_MATERIAL FOR THIS TASK_.
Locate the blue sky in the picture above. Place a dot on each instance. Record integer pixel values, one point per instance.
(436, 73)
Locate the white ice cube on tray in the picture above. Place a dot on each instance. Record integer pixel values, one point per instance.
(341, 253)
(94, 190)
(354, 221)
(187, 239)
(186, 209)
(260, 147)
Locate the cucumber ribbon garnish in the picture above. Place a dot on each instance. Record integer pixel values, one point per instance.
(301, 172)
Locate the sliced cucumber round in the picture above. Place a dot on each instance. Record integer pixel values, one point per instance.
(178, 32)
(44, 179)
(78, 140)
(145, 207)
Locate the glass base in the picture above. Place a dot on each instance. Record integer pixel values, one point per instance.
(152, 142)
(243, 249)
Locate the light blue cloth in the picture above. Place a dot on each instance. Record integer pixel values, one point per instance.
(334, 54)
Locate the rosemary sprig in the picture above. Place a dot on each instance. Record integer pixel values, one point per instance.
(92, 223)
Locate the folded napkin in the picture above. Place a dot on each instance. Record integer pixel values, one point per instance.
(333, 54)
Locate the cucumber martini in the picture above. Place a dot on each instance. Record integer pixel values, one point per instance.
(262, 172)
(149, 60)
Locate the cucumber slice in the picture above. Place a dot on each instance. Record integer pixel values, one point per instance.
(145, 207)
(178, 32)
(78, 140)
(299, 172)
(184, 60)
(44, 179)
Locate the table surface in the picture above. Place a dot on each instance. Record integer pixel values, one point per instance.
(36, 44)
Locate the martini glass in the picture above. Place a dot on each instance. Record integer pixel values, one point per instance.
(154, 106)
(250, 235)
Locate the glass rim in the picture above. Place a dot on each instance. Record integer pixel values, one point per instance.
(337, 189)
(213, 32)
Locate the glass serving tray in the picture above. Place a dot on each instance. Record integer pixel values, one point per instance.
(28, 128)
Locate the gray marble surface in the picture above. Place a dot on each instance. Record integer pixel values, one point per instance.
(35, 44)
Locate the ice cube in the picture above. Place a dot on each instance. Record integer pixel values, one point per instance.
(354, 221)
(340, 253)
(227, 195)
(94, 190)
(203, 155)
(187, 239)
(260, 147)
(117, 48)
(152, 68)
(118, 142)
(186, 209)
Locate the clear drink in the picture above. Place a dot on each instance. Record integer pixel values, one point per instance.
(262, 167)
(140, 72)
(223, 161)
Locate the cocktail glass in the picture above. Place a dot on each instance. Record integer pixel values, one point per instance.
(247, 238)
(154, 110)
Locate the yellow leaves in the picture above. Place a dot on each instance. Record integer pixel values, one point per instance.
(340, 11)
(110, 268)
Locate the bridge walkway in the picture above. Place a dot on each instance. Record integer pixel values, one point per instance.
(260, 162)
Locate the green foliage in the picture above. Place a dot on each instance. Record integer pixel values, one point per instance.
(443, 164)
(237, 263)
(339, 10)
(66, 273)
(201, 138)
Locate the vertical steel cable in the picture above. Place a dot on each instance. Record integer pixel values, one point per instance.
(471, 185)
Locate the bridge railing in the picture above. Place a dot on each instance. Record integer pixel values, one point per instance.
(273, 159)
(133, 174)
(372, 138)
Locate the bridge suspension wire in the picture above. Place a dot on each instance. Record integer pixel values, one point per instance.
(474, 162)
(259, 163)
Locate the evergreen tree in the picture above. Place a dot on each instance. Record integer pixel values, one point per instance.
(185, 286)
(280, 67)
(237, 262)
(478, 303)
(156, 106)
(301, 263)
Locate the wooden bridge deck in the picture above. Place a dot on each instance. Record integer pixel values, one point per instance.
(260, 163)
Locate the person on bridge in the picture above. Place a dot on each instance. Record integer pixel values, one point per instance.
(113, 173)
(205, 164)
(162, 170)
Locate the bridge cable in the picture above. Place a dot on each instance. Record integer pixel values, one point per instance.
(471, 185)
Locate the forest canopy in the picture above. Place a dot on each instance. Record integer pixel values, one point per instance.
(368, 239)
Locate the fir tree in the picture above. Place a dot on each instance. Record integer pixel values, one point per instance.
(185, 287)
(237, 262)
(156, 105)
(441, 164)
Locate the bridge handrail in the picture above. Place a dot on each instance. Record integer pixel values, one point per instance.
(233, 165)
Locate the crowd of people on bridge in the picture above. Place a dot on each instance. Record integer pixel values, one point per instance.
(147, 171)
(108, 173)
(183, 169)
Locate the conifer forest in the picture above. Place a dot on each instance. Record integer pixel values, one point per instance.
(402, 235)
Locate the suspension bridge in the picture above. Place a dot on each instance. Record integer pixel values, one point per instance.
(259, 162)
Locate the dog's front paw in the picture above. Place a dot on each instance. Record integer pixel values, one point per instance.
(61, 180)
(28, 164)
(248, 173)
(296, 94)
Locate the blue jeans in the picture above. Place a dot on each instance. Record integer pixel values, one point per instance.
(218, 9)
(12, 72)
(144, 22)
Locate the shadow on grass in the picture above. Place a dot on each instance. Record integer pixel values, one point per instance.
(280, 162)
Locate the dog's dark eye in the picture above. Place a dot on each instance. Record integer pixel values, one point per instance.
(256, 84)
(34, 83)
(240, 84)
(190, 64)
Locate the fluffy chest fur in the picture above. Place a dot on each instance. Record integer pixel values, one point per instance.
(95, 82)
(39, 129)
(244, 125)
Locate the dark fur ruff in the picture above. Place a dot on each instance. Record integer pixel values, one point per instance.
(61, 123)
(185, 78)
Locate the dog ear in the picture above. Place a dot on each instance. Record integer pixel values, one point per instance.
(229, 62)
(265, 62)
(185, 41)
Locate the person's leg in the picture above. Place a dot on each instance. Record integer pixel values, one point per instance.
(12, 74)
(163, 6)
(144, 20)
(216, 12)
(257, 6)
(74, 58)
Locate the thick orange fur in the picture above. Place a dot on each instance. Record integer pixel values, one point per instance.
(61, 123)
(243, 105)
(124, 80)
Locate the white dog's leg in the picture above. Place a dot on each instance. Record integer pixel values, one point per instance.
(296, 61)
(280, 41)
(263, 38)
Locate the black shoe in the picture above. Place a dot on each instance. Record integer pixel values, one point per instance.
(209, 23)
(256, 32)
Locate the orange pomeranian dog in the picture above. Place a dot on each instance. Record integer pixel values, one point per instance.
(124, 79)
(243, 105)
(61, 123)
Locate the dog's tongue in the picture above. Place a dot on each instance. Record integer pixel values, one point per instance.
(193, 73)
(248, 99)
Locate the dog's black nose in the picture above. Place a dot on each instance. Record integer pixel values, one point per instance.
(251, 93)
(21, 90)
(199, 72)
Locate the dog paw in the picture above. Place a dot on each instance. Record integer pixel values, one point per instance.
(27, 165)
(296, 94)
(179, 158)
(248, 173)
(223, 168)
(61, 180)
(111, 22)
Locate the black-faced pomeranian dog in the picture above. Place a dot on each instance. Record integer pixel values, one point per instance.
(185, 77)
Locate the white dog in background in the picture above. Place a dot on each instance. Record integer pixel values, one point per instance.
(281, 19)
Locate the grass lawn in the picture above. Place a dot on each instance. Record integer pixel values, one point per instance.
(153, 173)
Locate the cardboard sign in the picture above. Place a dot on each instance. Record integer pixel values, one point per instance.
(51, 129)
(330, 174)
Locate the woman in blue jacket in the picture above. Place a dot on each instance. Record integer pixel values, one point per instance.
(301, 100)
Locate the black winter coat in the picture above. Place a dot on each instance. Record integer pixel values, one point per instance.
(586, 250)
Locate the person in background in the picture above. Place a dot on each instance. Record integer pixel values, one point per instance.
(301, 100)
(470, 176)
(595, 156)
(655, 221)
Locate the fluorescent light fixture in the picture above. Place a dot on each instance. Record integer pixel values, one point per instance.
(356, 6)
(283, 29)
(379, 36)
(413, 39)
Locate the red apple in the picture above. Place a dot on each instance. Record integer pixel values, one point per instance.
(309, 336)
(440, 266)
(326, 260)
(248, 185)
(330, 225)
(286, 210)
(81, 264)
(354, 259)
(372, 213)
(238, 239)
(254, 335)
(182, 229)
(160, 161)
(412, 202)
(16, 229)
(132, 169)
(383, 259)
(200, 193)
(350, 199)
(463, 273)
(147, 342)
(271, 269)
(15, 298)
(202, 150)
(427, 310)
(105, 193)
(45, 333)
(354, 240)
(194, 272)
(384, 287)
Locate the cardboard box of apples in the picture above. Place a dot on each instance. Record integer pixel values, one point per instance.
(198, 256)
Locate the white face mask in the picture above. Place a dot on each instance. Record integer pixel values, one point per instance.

_WHAT YOU SHOULD DO_. Convert everything from the line containing "Locate the grass" down through the last of the items above into a Markdown table with the columns Row and Line, numbering each row and leaving out blank lines.

_ANSWER TO THIS EXERCISE_.
| Row | Line |
|---|---|
| 1 | Locate the grass lawn in the picture above. Place a dot on each instance. Record integer pixel values, one point per instance. |
| 2 | (153, 173) |
| 3 | Locate the cardboard sign in the picture above. Place a dot on each instance. Record integer pixel values, one point per instance. |
| 4 | (51, 129) |
| 5 | (330, 174) |
| 6 | Locate the woman in blue jacket in the picture above. Place a dot on each instance. Record integer pixel values, one point per instance. |
| 7 | (301, 100) |
| 8 | Locate the black winter coat in the picture above. Place a dot on each instance. Record integer pixel values, one point per instance. |
| 9 | (586, 250) |
| 10 | Locate the person in background in the picture above. Place a dot on each instance. Record integer pixel values, one point per instance. |
| 11 | (301, 100) |
| 12 | (470, 176) |
| 13 | (595, 156) |
| 14 | (655, 221) |
| 15 | Locate the fluorescent light fixture in the picture above. Place a dot on each instance. Record integer pixel values, one point per instance. |
| 16 | (356, 6) |
| 17 | (283, 29) |
| 18 | (379, 36) |
| 19 | (413, 39) |
| 20 | Locate the red apple in the picture above. Place a dot on each instance. Record integer pixel values, one point per instance. |
| 21 | (309, 336) |
| 22 | (440, 266) |
| 23 | (326, 260) |
| 24 | (248, 185) |
| 25 | (330, 225) |
| 26 | (286, 210) |
| 27 | (81, 264) |
| 28 | (354, 259) |
| 29 | (372, 213) |
| 30 | (238, 239) |
| 31 | (254, 335) |
| 32 | (182, 229) |
| 33 | (160, 161) |
| 34 | (412, 202) |
| 35 | (16, 229) |
| 36 | (132, 169) |
| 37 | (383, 259) |
| 38 | (200, 193) |
| 39 | (350, 199) |
| 40 | (463, 273) |
| 41 | (147, 342) |
| 42 | (271, 269) |
| 43 | (15, 298) |
| 44 | (202, 150) |
| 45 | (427, 310) |
| 46 | (105, 193) |
| 47 | (45, 333) |
| 48 | (354, 240) |
| 49 | (194, 272) |
| 50 | (384, 287) |
| 51 | Locate the cardboard box of apples in the picture above. Place a dot on each instance. Record integer pixel values, one point per instance. |
| 52 | (198, 256) |
| 53 | Locate the white face mask in the picture above. Place a dot on each instance. Record integer pixel values, one point per instance. |